[DATA FOR THIS EXERCISE start]

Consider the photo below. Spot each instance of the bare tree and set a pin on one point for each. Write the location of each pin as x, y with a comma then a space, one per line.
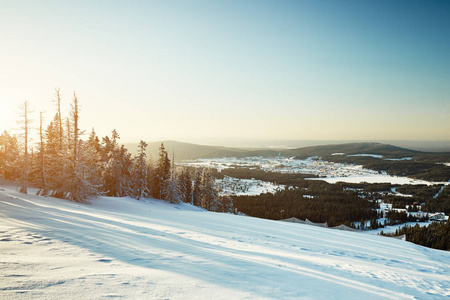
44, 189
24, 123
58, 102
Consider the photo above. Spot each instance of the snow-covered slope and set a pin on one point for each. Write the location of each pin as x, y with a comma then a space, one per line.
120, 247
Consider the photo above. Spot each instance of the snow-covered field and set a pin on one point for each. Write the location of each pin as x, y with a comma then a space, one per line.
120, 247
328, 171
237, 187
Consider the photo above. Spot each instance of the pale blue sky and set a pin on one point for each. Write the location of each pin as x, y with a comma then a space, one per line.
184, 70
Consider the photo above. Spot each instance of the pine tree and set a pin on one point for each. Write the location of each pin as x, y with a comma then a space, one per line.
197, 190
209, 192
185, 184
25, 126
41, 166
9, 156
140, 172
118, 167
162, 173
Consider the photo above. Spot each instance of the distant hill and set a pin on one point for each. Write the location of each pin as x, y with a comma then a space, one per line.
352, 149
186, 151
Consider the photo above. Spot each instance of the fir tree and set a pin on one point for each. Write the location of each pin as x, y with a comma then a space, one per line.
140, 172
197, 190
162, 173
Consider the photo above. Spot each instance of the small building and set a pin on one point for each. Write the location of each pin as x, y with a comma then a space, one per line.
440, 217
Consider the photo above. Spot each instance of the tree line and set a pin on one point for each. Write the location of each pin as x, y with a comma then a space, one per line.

[DATA FOR THIS EXERCISE end]

(WHAT TO PRODUCE): Render all the items above as a JSON list of strings, one string per line, skipping blank lines and leaving the picture out.

(RESULT BELOW):
[
  "Consider the photo below. Spot each instance of the bare tree and set a pin on one point for each. Write the location of each pin as x, y with a comma then a space, one per line.",
  "44, 189",
  "24, 123",
  "58, 102",
  "Consider the photo above. Spot each instance of the snow-covered slope and set a pin on one point for each. Write the location of each pin as x, y with a comma then a space, one per line.",
  "120, 247",
  "Consider the photo above. Spot each instance of the snow-covered field and set a pin on one point for each. Write the location of each pin as x, y with a comma then a space, one per line.",
  "120, 247",
  "328, 171",
  "237, 187",
  "Consider the photo above. Spot each instance of the pale blue sky and set a pin on one point for each. Write the location of each pin as x, y with a comma then a space, one per line.",
  "184, 70",
  "Consider the photo above. Spot each instance of the pine tree and set a pin on one point for each. Write the location of each pin as x, y with a comma then a space, one per line.",
  "197, 190",
  "209, 192",
  "185, 184",
  "25, 126",
  "41, 166",
  "9, 156",
  "140, 172",
  "118, 167",
  "162, 173",
  "Consider the photo above. Spot each instance of the distant hill and set a pin on one point for each. Write the location of each pin as x, y with a comma then a space, one per line.",
  "352, 149",
  "186, 151",
  "Consider the photo above. Spot each instance of the fir tree and set a pin on one point for each. Write the location of each pin as x, y with a comma then a space, one per line.",
  "140, 172",
  "197, 190",
  "162, 173",
  "Consider the photo above. Spot each instance of the small building and set a pin on one point for each. Write the location of each pin as x, y with a comma then a space, one per line.",
  "440, 217",
  "Consider the photo above. Spot each instance of the tree line and set a pin on one point for each. Write the location of each pin as x, y with a comma then a space, one per line."
]